### Referring expression pointing data
=== Section Start ===
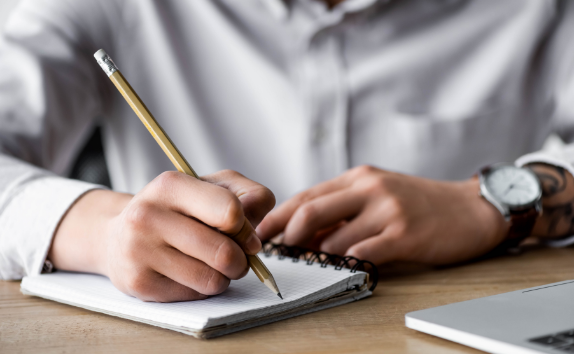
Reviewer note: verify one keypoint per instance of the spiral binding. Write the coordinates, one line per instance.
(309, 256)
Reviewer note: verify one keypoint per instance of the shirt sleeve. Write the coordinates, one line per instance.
(50, 95)
(560, 72)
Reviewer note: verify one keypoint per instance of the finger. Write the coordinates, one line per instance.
(367, 224)
(212, 204)
(380, 249)
(320, 213)
(190, 272)
(151, 286)
(277, 220)
(257, 200)
(199, 241)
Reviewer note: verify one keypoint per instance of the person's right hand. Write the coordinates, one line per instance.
(164, 244)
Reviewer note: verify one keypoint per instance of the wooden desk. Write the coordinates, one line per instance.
(373, 325)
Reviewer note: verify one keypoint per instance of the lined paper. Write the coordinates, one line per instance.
(245, 299)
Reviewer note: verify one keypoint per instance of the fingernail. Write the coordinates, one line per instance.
(253, 244)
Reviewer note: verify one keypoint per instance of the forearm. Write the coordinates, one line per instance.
(557, 219)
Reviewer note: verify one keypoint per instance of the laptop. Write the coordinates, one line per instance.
(535, 320)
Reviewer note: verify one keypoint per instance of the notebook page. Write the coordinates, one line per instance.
(245, 298)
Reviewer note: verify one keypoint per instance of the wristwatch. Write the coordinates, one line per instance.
(516, 192)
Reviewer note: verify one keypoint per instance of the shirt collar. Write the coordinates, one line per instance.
(277, 8)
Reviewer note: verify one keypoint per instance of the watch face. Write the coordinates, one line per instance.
(513, 186)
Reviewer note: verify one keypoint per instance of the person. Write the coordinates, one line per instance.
(367, 119)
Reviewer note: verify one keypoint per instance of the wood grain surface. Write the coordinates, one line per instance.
(373, 325)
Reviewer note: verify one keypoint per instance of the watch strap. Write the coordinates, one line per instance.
(521, 225)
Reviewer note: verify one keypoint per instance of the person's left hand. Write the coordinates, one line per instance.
(383, 216)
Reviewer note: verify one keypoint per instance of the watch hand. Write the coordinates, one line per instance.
(509, 189)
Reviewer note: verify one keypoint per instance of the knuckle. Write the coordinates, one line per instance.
(215, 282)
(307, 213)
(265, 197)
(165, 181)
(395, 206)
(139, 215)
(363, 170)
(137, 285)
(357, 252)
(225, 256)
(233, 214)
(373, 186)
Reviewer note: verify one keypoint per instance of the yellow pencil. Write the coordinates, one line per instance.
(174, 155)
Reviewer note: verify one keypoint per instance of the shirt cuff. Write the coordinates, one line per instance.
(29, 221)
(550, 159)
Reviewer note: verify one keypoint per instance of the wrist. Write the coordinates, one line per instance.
(81, 240)
(496, 226)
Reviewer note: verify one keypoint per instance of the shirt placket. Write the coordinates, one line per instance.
(324, 87)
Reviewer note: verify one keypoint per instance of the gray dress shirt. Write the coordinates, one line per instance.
(289, 93)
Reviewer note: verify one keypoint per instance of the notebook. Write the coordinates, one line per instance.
(306, 286)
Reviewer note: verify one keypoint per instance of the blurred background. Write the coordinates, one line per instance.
(90, 165)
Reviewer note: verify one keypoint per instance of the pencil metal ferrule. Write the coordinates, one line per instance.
(106, 63)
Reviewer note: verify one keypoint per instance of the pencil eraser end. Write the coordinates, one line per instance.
(100, 54)
(106, 63)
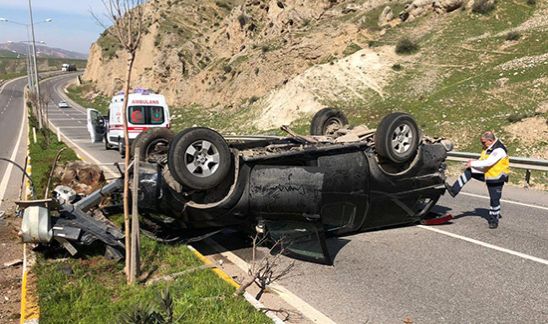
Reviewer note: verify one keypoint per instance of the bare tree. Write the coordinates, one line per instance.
(127, 21)
(268, 269)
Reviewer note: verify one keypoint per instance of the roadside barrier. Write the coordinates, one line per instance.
(526, 164)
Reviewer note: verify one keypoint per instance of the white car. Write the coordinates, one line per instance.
(63, 104)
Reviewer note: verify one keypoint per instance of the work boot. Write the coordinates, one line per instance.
(450, 190)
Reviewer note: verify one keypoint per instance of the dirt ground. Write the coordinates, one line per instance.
(10, 277)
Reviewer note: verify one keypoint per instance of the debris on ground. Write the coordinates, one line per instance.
(13, 263)
(82, 177)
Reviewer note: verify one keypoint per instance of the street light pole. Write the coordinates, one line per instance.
(37, 82)
(30, 69)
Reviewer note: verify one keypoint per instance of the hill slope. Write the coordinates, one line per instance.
(251, 65)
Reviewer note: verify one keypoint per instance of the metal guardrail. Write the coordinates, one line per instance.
(515, 162)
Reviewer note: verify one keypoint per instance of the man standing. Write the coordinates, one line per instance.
(493, 167)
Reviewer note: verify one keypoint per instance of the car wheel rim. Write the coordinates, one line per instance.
(402, 138)
(331, 126)
(202, 158)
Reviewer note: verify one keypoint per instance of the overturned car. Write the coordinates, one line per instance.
(336, 181)
(301, 188)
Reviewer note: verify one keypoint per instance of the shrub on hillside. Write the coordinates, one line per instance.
(513, 36)
(406, 46)
(483, 7)
(397, 67)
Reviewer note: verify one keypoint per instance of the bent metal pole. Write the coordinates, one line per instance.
(37, 83)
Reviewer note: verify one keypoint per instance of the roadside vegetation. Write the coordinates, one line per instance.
(462, 73)
(43, 153)
(94, 290)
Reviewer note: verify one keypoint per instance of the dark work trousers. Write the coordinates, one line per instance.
(495, 192)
=== Section End ===
### PROMPT
Restate the data above exactly, stripping out each image.

### RESPONSE TO THIS EXERCISE
Reviewer note: verify one keypoint per instance of the spiral binding. Write the coordinates, one line per instance.
(309, 256)
Reviewer note: verify one keypoint per instance of the shirt sleeve. Write the coordinates, one line per instance.
(50, 95)
(560, 72)
Reviewer note: verify one keypoint per instance of the finger. Write the coordinates, one line per instance.
(367, 224)
(212, 204)
(380, 249)
(320, 213)
(190, 272)
(151, 286)
(277, 220)
(257, 200)
(199, 241)
Reviewer note: verify one keypoint per instance of the person's right hand. Write the coordinates, one line per instance.
(164, 244)
Reviewer note: verify one keypoint per instance of the wooden desk. Write the coordinates, one line per instance.
(373, 325)
Reviewer note: verify one keypoint per instance of the lined paper. Write the coordinates, one line per instance.
(245, 299)
Reviewer note: verify one keypoint per instance of the fingernail. Write the coordinates, one line per instance.
(253, 244)
Reviewer note: verify one keypoint per instance of the forearm. Write the coordinates, one line per instance.
(557, 219)
Reviewer note: verify one keypoint per instance of the laptop. Write the coordinates, one line per instance.
(535, 320)
Reviewer note: verify one keypoint per instance of the notebook page. Write the coordinates, one line per instance.
(245, 298)
Reviewer note: verify one keypoint per instance of the wristwatch. Write the coordinates, one line per instance.
(516, 192)
Reviewer note: verify one keypoint per instance of the shirt collar. Write the coordinates, one line per instance.
(277, 8)
Reviewer note: verify one keypoint per instance of the watch face. Write the coordinates, one line per instance.
(513, 186)
Reviewer note: verify one keypoint per instance of the person. Write the coordinates, one line per instance.
(367, 119)
Reviewer note: verify one keypoint per instance of the wood grain surface. Write the coordinates, one line per instance.
(373, 325)
Reviewer note: verify one keypoint per instance of the watch strap. Write the coordinates, one line per instance.
(521, 225)
Reviewer note: verify one keypoint per instance of the person's left hand. Write the coordinates, one line per instance.
(383, 216)
Reviewer note: verify one keypoint per instance of the watch hand. Write the coordinates, one line per instance.
(509, 189)
Reviewer note: verify one keypoint per instance of the knuckle. Write the coordinates, one line per instance.
(215, 282)
(307, 213)
(265, 197)
(165, 181)
(395, 206)
(139, 215)
(363, 170)
(137, 285)
(357, 252)
(225, 256)
(233, 214)
(373, 186)
Reviewer note: verify one keypoint per instance of the yellow pencil. Write the coordinates, one line per instance.
(174, 155)
Reviewer note: verify one keypoint per instance of the shirt cuff. Write the coordinates, one line per instance.
(29, 221)
(550, 159)
Reviewer note: verify one keypoint per instance of the wrist. Write the coordinates, one line per instance.
(81, 240)
(496, 226)
Reviewer note: verify one keypoint per instance of the shirt placket. Write the coordinates, one line per instance.
(324, 87)
Reviewer note: verify one keypoint per instance of the gray dress shirt. Write the coordinates, one line per instance.
(289, 93)
Reviewer note: verify one keypoint per instance of the notebook. Write the coordinates, one line per instance.
(306, 286)
Reviewer note: verify one keypoint per instance of the blurred background. Write the coordinates, one line per instance.
(90, 165)
Reviewer note: verify one keypoint per instance of the pencil metal ferrule. Write the coordinates, one line per instance.
(106, 63)
Reviewer note: verify one keypoint per instance of the pencil eraser end. Write the coordinates, one line per instance.
(100, 54)
(106, 63)
Reviewer note: verify one keypoint per instance of the bare tree. Write the coordinates, one line per instance.
(127, 21)
(268, 269)
Reviewer note: verify one keypoint per instance of the roadside barrier. Write the coordinates, one line per instance.
(526, 164)
Reviewer note: verify one keypoint per instance of the white car. Write the coordinates, one line per instance.
(63, 104)
Reviewer note: verify one keypoint per instance of the work boot. Write the coordinates, one line per instance.
(450, 190)
Reviewer note: verify one keypoint per instance of the dirt ground. Write the coordinates, one line per instance.
(10, 277)
Reviewer note: verify one keypoint per instance of the debris on ground. Write the coordinates, one line per instance.
(13, 263)
(82, 177)
Reviewer note: verify one keypoint per instance of the street light pole. Write the coordinates, one line per instance.
(37, 82)
(30, 69)
Reviewer note: verify one keypoint per instance of the hill slope. Write the coordinates, one line per instance.
(251, 65)
Reviewer note: verify one keypoint per instance of the metal guardrail. Write the coordinates, one line per instance.
(515, 162)
Reviewer note: verify one keypoint per instance of the man standing. Write the coordinates, one line per instance.
(493, 167)
Reviewer note: verify one keypoint per instance of the car wheel rim. Write the coordinates, one line per instance.
(402, 138)
(331, 126)
(202, 158)
Reviewer note: verify one keypoint per instance of the overturned car. Write the coordinates, one line per instance.
(336, 181)
(301, 188)
Reviewer note: verify one keypoint per instance of the shrub on hillside. Write the coordinates, one line per instance.
(513, 36)
(406, 46)
(483, 7)
(397, 67)
Reviewer note: verify one keypoint per instance of the bent metal pole. Write the coordinates, one line per instance.
(37, 83)
Reviewer note: verify one keypoint per instance of the roadside vegetation. Write the coordinates, one line per instance.
(462, 73)
(43, 153)
(94, 290)
Reviewer note: verify one keypoint per instance of the dark work trousers. Write the coordinates, one line per instance.
(495, 192)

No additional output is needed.